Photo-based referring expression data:

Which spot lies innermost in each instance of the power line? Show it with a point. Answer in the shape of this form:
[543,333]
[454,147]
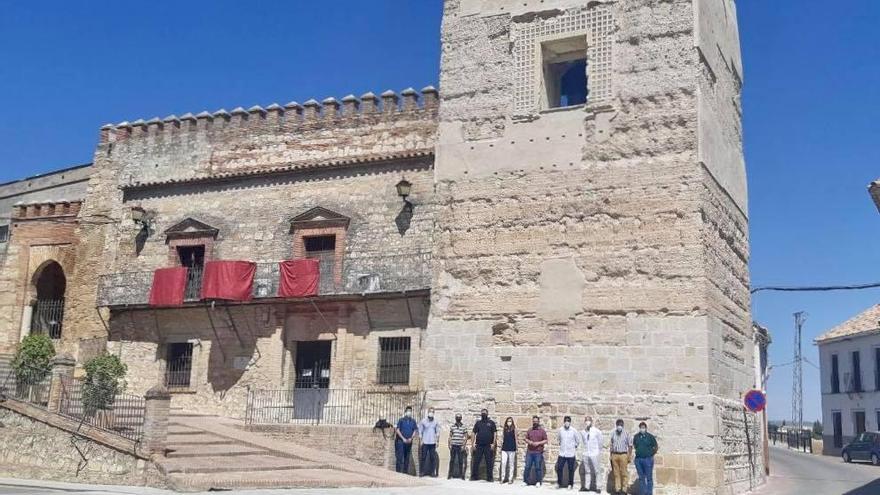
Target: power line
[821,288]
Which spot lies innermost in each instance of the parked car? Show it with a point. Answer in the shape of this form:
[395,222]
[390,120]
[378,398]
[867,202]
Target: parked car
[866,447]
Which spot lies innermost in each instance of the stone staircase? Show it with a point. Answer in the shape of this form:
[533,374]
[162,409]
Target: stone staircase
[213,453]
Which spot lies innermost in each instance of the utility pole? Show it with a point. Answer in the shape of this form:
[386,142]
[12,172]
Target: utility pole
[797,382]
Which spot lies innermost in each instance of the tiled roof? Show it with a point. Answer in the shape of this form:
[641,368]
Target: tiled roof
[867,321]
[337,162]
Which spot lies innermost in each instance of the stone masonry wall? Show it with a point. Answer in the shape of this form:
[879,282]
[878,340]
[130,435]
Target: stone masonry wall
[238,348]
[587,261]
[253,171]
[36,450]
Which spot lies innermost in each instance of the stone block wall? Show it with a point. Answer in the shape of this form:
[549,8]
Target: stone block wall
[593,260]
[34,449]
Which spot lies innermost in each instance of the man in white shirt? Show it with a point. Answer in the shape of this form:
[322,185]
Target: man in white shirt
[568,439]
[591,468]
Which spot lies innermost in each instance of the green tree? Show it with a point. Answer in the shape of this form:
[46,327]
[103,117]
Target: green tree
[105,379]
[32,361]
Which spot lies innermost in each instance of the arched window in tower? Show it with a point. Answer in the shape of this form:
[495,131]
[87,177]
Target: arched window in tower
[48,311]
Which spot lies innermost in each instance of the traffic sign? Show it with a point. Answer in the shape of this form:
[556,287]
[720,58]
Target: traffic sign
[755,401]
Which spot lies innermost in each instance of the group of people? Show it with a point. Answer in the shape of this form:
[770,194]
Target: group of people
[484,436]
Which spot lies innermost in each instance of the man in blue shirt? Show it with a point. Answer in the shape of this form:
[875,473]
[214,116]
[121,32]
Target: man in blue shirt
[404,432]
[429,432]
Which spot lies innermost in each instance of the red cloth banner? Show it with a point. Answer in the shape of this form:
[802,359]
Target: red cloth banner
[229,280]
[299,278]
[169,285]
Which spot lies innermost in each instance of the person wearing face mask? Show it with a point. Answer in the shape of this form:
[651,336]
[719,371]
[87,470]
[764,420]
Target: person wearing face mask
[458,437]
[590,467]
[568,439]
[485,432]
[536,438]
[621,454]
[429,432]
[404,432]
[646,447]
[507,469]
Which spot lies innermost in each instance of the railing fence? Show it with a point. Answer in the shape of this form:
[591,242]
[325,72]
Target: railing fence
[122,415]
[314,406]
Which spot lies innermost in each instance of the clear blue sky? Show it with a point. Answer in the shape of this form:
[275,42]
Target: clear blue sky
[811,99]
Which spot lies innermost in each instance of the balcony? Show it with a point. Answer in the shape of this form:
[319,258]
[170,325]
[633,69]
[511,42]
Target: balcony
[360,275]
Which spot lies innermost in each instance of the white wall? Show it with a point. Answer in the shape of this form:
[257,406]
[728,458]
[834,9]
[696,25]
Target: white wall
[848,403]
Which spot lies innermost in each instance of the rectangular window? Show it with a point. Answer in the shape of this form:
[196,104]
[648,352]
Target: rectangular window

PROBLEM DESCRIPTION. Please give back every line above exactly as it stands, without pictures.

WORKED SOLUTION.
Which spot lies innermost in each instance of the power line? Show it with a point. Answer in the shape of this form:
[543,333]
[454,147]
Target: power line
[821,288]
Which spot lies innermost in each instance of the parked car? Show it with a point. Answer in the shape of this form:
[395,222]
[390,120]
[378,398]
[867,202]
Target: parked car
[866,447]
Which spot lies innermost in each instance of the stone staircase? Show it with a point. Answer in the shape of this form:
[533,374]
[162,409]
Target: stone staircase
[213,453]
Which spot lies innermost in each instance of the utility pole? Show it with a point. Answer in the shape of this form:
[386,142]
[12,172]
Target: utility pole
[797,382]
Which spot lies innermost in each instance of the tiled roof? Show it with a point. Answer in the shape of this form:
[641,368]
Target: tiled roof
[867,321]
[337,162]
Which spot lies innermost in each instance of the stone masonry wall? Show it with a point. Answer in the shape of this form:
[879,282]
[878,340]
[130,435]
Target: stone masonry wall
[238,348]
[587,261]
[253,171]
[36,450]
Which spot lies innermost in each instance of the stone block wall? Show it with a point. Answer in the shape of this form:
[549,8]
Target: stone block wall
[593,260]
[34,449]
Which spot lies innermost in each instance of the man in white shirt? Show it with a point. Answer in the shape of this form:
[322,185]
Target: man in white shirt
[568,439]
[591,468]
Which spot lies innermost in each instance of the green tree? Show it with a point. Answer in the shape of this form:
[46,327]
[103,117]
Target: green tree
[105,379]
[32,361]
Which spot lies innermost in each instance of the arched window in tower? Show it with a point. Answer in the shape of this form:
[495,131]
[87,177]
Target: arched window in tower
[48,311]
Which spot lies innermost in each instance of the traffic sign? Show it with a point. Answer in the shape of this form:
[556,287]
[720,58]
Target: traffic sign
[755,401]
Which spot lies innermost in each instance of the group of people? Show it with a point. Answer in the shape of this form:
[770,194]
Target: group of people
[484,436]
Which spot lies innermost in each instance of the man in blue shirt? Show it with a point. Answer in the shape of this form:
[875,473]
[214,116]
[121,32]
Target: man in blue shirt
[404,432]
[429,432]
Which spot lies innermost in each instance of the red cloth banner? Show it with a point. Answer in the shape of this form:
[802,359]
Target: red cloth banner
[229,280]
[299,278]
[169,285]
Which spot lies innermost in each instance of the person wearing face mask? Show it with a point. Answer in the shape of this form:
[651,336]
[719,371]
[87,470]
[764,420]
Target: person wearing face mask
[458,437]
[590,467]
[568,439]
[485,432]
[536,438]
[621,454]
[429,432]
[404,432]
[646,447]
[507,469]
Which spot lies innermost in each instance of the railing fence? Show it with a point. Answer in the shape of this form:
[591,242]
[325,72]
Target: railing fence
[122,415]
[314,406]
Which spot lies innermost in each instance of the clear blue sky? Show it with a point. Answer in the shape of this form:
[275,42]
Target: clear blue sky
[811,99]
Which spot lies innermost in each instance of the balcony? Show it with a point. Answer in the shape of this form:
[319,258]
[170,325]
[633,69]
[511,42]
Target: balcony
[360,275]
Which spot lies innermost in each instance of the white wall? Show it with a point. Answer in the shape of this form:
[257,406]
[728,458]
[834,9]
[696,25]
Target: white wall
[848,403]
Which spot lies innermost in each instance of the rectangular window? Show it with a point. Answer in the shape of this form:
[196,104]
[648,352]
Target: rectangular window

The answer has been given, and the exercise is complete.